Selected text:
Urge incontinence or overactive bladder (OAB) is characterized by having the urge to go to the bathroom, but leaking small amounts of urine before you can actually get to a toilet.
There are successful treatments for urge incontinence that can help restore your sense of personal security. The physicians and staff at the Washington University Urogynecology and Reconstructive Surgery Center are experts at making you feel at ease in discussing your symptoms and they approach the problem from a scientific viewpoint.
The center uses leading-edge diagnostic testing that aids in determining your correct diagnosis. Our specialists will work with you to develop a treatment plan that will provide you with the best outcome.
Who is Affected by Urge Incontinence or OAB?
Urge is the second most common type of incontinence condition and it affects more women than men. It can occur at any age, but may appear early in adult life.
Urge incontinence is the sudden, strong desire to urinate that cannot be ignored. If ignored or if you cannot make it to a bathroom fast enough, then leaking may occur. It is not necessary to actually leak urine to have urge incontinence or overactive bladder. Women commonly use the bathroom “just in case” so as to avoid urges which can cause a great deal of anxiety and worry. Many women will “bathroom map” meaning they find out the location of every bathroom in a certain place just in case.
The diagnosis of overactive bladder or urge incontinence can usually be made with a thorough history and physical examination. If there are any questions regarding your case, your doctor may recommend bladder testing to confirm the diagnosis.
Treatment for Urge Incontinence or OAB
Behavioral Therapy – Special techniques are taught to retrain the bladder to gradually increase the bladder’s volume capacity and regain normal bladder control. The goal is to increase the amount of time between feeling the urge to go and the time it takes to visit the toilet. The physician or nurse may ask you to keep a bladder diary a record of your fluid intake, trips to the bathroom, episodes of urine leakage, and an estimate of the amount of leakage. By looking at this record, the doctor may see a pattern and suggest making it a point to use the bathroom at regular timed intervals, a habit called timed voiding. As you gain control, you can extend the time between scheduled trips to the bathroom. Bladder retraining takes time and it may take five to six weeks to see improvement, but it is quite succesful for over half of those who are treated for this condition.

Required actions:
1 – Please return the passage on urge incontinence between "There are successful" and "Incontinence or OAB?", inclusive.
2 – In the passage on urge incontinence, what is the habit of using the bathroom at regular timed intervals called?

(Dataset entries)
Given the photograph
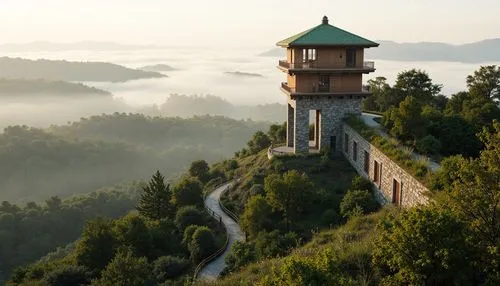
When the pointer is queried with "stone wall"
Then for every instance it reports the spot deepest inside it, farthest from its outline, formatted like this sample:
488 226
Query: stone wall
332 110
412 191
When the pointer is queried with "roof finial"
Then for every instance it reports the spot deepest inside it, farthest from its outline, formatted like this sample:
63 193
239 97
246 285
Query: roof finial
325 20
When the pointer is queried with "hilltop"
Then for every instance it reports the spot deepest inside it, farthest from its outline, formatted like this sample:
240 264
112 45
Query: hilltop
16 87
17 68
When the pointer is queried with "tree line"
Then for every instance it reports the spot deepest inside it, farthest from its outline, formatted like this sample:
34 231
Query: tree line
416 113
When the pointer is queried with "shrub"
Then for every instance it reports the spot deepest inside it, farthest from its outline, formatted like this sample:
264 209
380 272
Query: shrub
188 234
428 145
187 216
259 141
356 201
272 244
168 267
188 192
240 255
257 189
202 244
361 183
330 217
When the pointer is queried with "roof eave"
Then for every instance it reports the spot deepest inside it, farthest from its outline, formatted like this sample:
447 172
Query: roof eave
331 45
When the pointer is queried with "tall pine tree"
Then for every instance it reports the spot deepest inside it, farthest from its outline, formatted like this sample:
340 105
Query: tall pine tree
155 199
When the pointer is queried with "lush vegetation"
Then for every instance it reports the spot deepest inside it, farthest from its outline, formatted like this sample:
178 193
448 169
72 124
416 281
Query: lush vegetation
160 244
31 231
17 68
16 87
109 149
416 114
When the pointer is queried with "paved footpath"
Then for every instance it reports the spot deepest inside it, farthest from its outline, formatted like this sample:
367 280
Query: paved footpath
213 269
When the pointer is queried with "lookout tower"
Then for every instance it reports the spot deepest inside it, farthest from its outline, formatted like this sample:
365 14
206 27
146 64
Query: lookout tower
324 67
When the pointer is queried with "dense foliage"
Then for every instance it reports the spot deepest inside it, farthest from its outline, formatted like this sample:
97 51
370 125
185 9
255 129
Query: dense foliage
149 249
69 71
452 241
30 232
108 149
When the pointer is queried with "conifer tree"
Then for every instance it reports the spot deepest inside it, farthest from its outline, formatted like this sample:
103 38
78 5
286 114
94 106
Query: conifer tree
155 199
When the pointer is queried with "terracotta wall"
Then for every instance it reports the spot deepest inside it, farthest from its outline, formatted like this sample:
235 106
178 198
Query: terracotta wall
338 83
327 57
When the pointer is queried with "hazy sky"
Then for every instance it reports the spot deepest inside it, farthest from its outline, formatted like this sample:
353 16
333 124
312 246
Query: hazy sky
236 23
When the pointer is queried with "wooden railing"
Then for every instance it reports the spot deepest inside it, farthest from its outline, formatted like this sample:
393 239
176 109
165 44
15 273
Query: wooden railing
226 210
219 251
314 64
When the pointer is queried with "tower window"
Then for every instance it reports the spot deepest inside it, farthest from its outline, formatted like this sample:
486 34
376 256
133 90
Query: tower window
308 55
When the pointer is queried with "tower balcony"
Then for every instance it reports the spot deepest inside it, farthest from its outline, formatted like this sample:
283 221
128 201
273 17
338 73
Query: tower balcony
317 67
325 90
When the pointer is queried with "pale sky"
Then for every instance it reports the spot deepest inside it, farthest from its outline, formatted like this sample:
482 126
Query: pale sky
250 23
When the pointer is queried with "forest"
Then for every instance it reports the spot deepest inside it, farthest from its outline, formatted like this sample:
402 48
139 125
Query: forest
106 150
417 114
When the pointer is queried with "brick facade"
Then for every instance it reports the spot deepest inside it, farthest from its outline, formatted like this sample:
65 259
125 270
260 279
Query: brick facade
389 178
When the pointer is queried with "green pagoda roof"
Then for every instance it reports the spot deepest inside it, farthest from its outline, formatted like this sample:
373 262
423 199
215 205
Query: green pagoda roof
326 35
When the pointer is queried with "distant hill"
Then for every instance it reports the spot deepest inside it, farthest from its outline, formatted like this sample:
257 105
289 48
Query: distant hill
80 46
478 52
14 87
70 71
158 68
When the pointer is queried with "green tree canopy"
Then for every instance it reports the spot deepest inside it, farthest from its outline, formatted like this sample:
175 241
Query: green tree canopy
256 216
155 202
418 84
289 193
97 245
200 169
188 192
422 245
125 270
202 244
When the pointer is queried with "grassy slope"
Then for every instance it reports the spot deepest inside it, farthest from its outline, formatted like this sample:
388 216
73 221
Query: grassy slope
349 242
331 180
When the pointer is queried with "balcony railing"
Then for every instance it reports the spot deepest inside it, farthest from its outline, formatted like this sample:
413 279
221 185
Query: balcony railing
316 89
313 64
369 65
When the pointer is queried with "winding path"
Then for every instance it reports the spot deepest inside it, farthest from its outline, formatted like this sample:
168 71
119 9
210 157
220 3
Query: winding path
213 269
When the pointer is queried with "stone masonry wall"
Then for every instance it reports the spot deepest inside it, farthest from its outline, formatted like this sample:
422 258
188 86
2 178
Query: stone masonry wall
412 191
332 109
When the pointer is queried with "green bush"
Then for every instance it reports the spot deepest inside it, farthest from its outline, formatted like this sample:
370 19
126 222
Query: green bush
330 217
187 216
272 244
240 255
356 201
68 275
361 183
168 267
202 244
188 192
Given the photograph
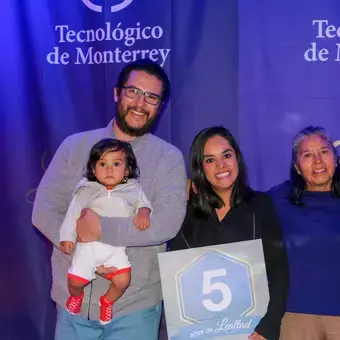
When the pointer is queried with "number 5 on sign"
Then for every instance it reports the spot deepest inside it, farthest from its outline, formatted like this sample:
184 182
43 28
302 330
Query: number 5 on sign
209 287
211 292
206 291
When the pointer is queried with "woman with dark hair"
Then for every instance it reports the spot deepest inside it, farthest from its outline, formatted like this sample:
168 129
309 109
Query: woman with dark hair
309 211
222 208
110 189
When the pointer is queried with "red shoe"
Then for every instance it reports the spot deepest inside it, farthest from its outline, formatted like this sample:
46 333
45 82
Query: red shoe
73 304
106 312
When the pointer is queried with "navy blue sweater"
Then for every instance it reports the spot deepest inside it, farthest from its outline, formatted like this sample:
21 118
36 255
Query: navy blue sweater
312 238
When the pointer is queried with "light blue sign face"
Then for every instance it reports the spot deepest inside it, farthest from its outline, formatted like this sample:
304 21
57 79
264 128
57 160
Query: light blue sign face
215 285
218 292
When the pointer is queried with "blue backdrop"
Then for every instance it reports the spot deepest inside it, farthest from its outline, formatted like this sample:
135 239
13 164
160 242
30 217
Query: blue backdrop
241 64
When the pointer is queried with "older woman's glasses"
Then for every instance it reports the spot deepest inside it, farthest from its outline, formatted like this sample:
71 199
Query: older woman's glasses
134 93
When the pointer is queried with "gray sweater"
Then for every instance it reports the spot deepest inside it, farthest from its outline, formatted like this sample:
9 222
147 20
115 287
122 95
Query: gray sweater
163 179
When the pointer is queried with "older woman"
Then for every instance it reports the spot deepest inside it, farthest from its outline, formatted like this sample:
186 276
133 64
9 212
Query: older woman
309 211
222 208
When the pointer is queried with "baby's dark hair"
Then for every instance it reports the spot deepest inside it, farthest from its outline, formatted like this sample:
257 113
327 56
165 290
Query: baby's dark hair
110 144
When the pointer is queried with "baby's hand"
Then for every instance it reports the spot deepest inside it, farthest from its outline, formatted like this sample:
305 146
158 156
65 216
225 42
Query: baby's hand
67 247
142 219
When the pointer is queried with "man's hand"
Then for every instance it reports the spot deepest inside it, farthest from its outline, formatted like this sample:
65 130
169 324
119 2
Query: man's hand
67 247
142 219
88 226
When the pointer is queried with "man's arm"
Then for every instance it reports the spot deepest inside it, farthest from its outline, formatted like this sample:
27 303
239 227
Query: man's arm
169 206
50 203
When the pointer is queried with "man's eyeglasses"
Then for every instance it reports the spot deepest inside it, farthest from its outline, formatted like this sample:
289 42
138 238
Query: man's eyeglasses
134 93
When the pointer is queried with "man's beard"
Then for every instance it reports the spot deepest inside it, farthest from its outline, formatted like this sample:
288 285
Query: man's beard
130 130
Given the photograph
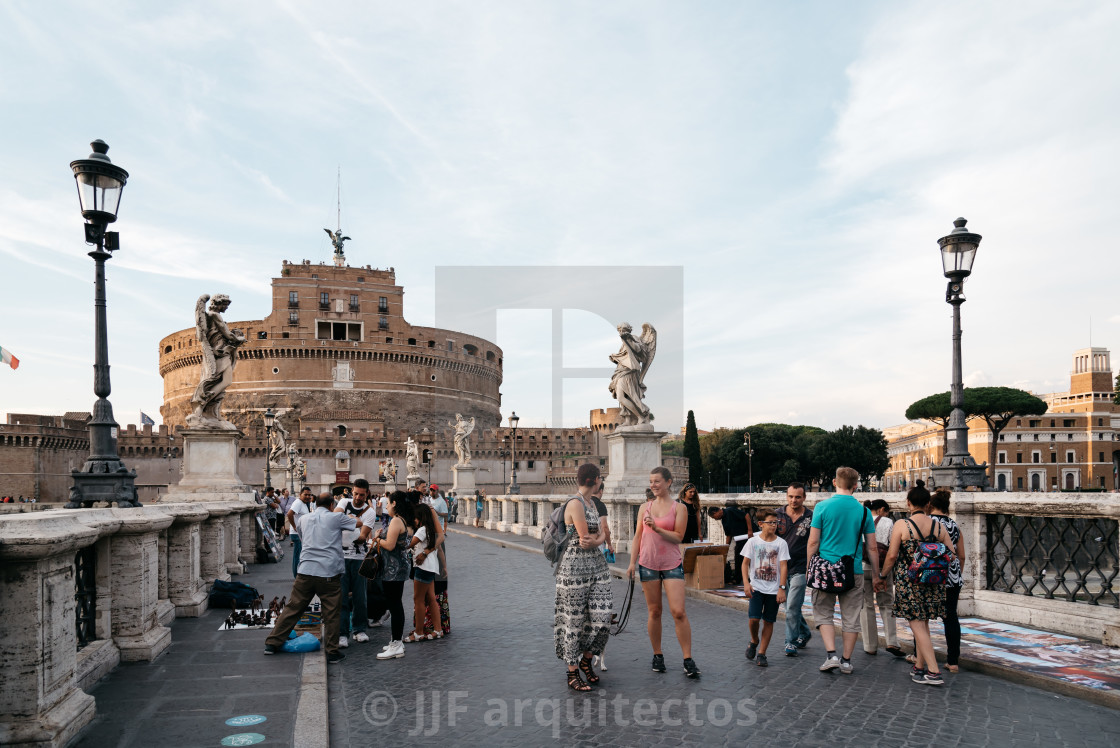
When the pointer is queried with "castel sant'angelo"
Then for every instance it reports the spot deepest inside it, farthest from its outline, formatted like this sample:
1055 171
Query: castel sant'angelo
348 377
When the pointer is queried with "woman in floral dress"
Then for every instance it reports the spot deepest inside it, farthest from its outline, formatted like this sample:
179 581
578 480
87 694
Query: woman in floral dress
917 604
584 600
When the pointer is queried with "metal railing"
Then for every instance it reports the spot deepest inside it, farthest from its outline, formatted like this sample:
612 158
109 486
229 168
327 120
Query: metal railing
1072 559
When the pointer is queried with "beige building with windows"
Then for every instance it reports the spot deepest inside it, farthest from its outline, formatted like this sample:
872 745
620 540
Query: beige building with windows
1074 446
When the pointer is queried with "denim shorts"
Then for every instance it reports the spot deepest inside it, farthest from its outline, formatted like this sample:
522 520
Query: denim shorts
763 606
655 574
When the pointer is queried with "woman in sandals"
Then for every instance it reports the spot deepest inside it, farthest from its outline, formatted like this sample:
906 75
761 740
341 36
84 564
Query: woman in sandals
584 599
661 525
939 510
917 604
393 542
426 539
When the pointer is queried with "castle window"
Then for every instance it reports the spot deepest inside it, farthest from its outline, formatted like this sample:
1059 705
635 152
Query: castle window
330 330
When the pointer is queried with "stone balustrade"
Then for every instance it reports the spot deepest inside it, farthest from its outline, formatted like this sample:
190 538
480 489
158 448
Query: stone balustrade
84 589
1050 561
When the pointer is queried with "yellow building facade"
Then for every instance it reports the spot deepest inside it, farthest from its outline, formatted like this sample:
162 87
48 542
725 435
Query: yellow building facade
1074 446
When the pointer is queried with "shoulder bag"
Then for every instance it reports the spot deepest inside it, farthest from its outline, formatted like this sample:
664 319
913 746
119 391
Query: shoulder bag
836 578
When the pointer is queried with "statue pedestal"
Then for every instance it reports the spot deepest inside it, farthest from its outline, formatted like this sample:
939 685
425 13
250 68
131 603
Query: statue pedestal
632 452
464 479
210 468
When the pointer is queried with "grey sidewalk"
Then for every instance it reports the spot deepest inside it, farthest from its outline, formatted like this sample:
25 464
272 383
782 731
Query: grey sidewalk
207 676
496 681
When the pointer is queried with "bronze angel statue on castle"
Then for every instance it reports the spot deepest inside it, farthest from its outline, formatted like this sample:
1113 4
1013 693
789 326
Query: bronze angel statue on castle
631 363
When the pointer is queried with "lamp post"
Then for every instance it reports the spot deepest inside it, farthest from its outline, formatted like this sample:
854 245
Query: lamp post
514 488
958 469
750 461
270 420
103 477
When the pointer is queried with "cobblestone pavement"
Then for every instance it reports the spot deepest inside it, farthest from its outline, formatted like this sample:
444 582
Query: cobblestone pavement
496 681
205 678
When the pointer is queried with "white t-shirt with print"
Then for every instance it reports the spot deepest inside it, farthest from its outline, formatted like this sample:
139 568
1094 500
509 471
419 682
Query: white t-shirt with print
431 561
883 529
766 560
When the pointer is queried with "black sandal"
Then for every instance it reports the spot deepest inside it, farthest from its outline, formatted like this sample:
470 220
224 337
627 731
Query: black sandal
585 665
575 682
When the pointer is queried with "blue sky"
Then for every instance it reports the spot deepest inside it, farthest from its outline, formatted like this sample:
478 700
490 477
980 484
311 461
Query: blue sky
798 160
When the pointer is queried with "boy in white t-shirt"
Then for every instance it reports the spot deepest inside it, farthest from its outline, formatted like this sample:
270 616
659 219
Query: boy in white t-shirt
765 574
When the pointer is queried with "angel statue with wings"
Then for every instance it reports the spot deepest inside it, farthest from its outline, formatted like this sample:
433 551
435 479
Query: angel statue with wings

Replies:
1 –
There are successful treatments for urge incontinence that can help restore your sense of personal security. The physicians and staff at the Washington University Urogynecology and Reconstructive Surgery Center are experts at making you feel at ease in discussing your symptoms and they approach the problem from a scientific viewpoint.
The center uses leading-edge diagnostic testing that aids in determining your correct diagnosis. Our specialists will work with you to develop a treatment plan that will provide you with the best outcome.
Who is Affected by Urge Incontinence or OAB?

2 – Timed voiding.